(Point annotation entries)

=-=-=-=-=

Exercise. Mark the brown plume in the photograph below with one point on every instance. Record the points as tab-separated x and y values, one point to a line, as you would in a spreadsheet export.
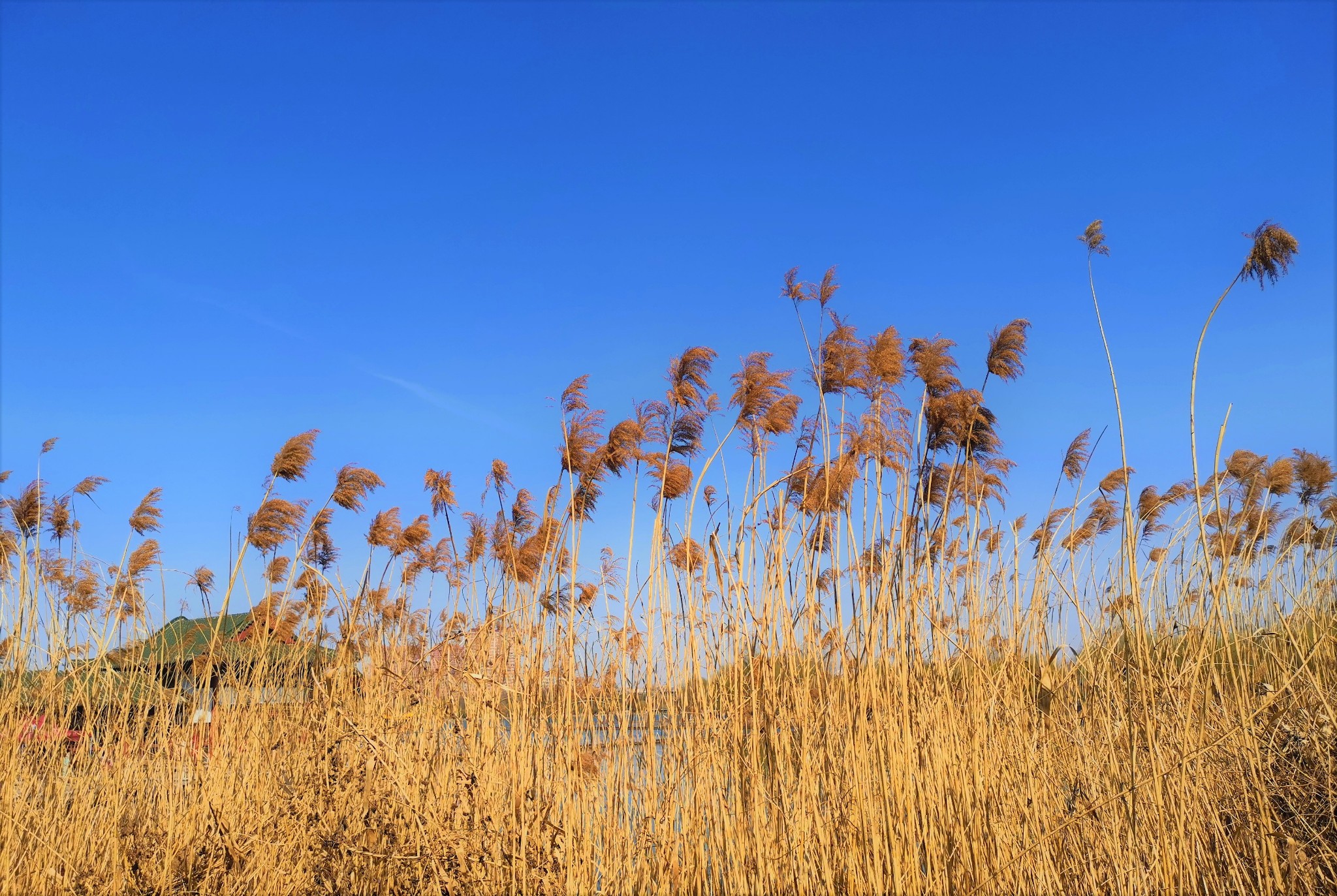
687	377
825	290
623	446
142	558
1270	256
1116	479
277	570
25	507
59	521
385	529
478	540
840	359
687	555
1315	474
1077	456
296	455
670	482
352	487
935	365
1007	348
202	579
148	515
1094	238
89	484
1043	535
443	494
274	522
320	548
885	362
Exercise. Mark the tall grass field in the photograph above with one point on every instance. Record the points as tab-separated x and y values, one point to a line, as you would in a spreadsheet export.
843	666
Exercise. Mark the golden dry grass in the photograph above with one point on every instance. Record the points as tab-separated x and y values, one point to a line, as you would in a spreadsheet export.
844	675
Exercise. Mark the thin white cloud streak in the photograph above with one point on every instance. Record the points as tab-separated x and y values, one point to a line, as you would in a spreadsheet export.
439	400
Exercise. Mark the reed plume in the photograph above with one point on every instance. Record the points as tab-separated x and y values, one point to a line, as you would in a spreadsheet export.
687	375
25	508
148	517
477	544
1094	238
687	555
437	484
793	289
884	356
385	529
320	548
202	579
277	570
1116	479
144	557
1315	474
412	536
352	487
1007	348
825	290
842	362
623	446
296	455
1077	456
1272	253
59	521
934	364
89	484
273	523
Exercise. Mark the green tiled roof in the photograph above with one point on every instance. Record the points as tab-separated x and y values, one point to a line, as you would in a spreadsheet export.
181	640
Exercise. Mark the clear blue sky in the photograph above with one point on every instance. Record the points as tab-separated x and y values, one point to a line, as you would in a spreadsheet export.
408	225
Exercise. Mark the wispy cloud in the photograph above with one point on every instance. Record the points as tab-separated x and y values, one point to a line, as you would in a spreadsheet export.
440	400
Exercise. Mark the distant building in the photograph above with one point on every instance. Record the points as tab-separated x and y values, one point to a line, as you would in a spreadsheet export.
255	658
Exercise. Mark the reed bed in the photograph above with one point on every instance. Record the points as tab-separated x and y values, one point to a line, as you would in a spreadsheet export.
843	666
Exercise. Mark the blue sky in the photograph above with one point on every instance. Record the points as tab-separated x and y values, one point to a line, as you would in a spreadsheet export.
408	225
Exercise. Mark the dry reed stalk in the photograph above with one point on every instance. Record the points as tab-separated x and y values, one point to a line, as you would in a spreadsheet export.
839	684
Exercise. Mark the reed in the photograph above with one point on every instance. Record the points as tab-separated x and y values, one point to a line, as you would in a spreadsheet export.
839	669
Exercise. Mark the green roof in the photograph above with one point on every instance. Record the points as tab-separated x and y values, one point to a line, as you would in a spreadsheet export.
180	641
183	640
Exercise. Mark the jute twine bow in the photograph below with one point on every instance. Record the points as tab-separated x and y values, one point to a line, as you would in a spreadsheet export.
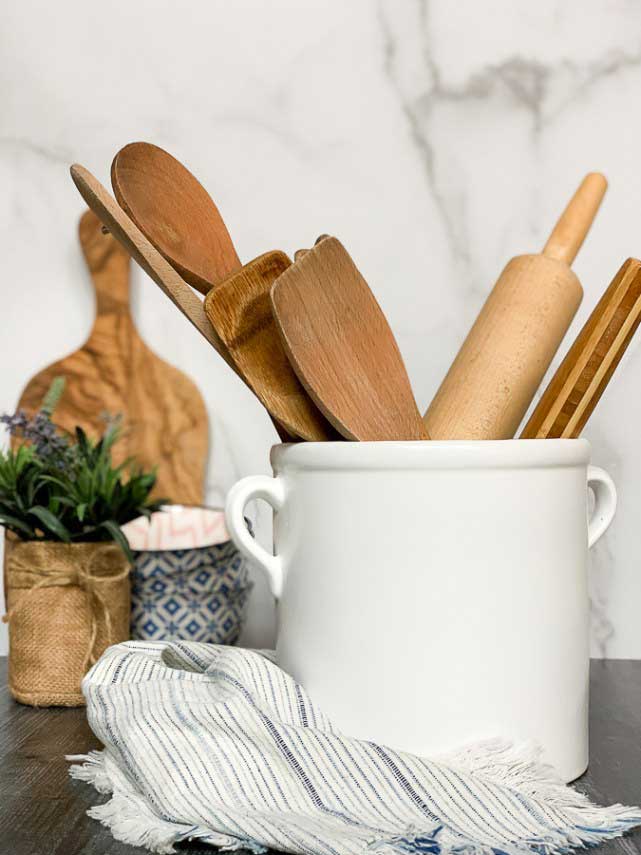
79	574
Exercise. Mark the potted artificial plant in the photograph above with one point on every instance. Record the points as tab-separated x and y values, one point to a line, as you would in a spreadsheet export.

=-=-=-=-=

▶ WHAT TO WORK ON
Could you render every line of the entries above as a numbered list, skipping blank lines and leaving the pictures out of your answer?

▶ CORRECT RESPONSE
1. Exercise. Mark the brown plume in the photograph below with one point on every instance. Record the points as tab-separated x and y values, one point to a line, as you would in a spreadsheet export.
2. 687	377
3. 825	290
4. 623	446
5. 142	558
6. 1270	256
7. 1116	479
8. 277	570
9. 25	507
10. 59	521
11. 385	529
12. 478	540
13. 840	359
14. 687	555
15. 1315	474
16. 1077	456
17. 296	455
18. 670	482
19. 352	487
20. 935	365
21. 1007	348
22. 202	579
23. 148	515
24. 1094	238
25. 89	484
26. 1043	535
27. 443	494
28. 274	522
29. 320	548
30. 885	362
31. Exercise. Mark the tall grass field in the photograph above with one point on every instance. Record the points as tab-separated x and y values, one point to a line, as you would in a spreadsheet export.
32. 843	666
33. Exercise. Mark the golden dry grass in the photograph above with one point on every instance. Record the points as tab-separated x and y values, one point to a line, as you would in a spreadsheet export.
34. 844	675
35. Exercise. Mark the thin white cloud streak in the photograph above with one point on every instance. Record the points as tab-separated x and y values, one point to a line, as you would in a spreadsheet export.
36. 439	400
37. Exercise. Mark the reed plume in the photograph above with one point on every instance. Record the points as tab-separated x and y values, one point to a line, as you would in a spreadsheet export.
38. 687	375
39. 25	508
40. 148	517
41. 477	544
42. 1094	238
43. 687	555
44. 437	484
45. 793	289
46. 884	356
47. 385	529
48. 320	548
49. 202	579
50. 277	570
51. 1116	479
52. 144	557
53. 1315	474
54. 412	536
55. 352	487
56. 1007	348
57. 825	290
58. 842	362
59. 623	446
60. 296	455
61. 1077	456
62. 1272	253
63. 59	521
64. 934	364
65. 89	484
66. 273	523
67. Exercise. Mark the green tiled roof in the photograph above with one point on every instance. Record the points as tab-separated x and y values, one point to a line, as you would in a spreadsheet export.
68. 181	640
69. Exercise. Mark the clear blue sky in the photograph above with one point on every instance. Record the points as tab-separated x and y values, one point to a line, as you would in a spreadsheet export.
70. 408	225
71. Exercise. Mark the wispy cloud in the photograph above with one point on every instance. Record the points as tab-separated x and y values, one point to a line, as you would in a spreadsheet export.
72. 440	400
73. Exercise. Mark the distant building in the photograph above with one point on every instance. Record the points as tab-separated x and y values, one point to a line, as you would in a spreadsheet export.
74. 255	658
75. Exercise. Mark the reed bed in the photograph above with one point on every instance. Record the points as tab-separated x and y values, one point to a line, as you would in a spreadsheet export.
76. 843	666
77. Exercise. Mark the blue sky in the photograph above with one point on every instance. Record the points as tab-separated x and y values, one point to a line, as you would in a spreadsheet export.
78. 408	225
79. Exercise. Mark the dry reed stalk in the photograph above with one point on every instance. Record the points as tab-separated x and y values, one point to a line, as you would in a spreadsheet export.
80. 839	684
81. Exercise. Mark the reed in the photograph above with one point on every instance. Record the points as tab-separated x and y values, one point to a line, as you would in a spreadsheet export.
82. 839	669
83. Exercise. Mark the green roof in the photograph above with one point on every instance. Record the points as tab-separated x and y values, one point to a line, as you would in a spreadsheet export.
84. 180	641
85. 183	640
86. Exercise. Mark the jute twine bow in the photograph below with one point on every instance. Record the points as tab-separated x and y values, one point to a line, as you would in a spreadsheet export.
87. 79	574
88. Exercise. Mark the potted artificial plant in the photograph above with one point on every instance. Record the points as tab-separated x and y values, one point to a line, as you would in a spreadsheet export.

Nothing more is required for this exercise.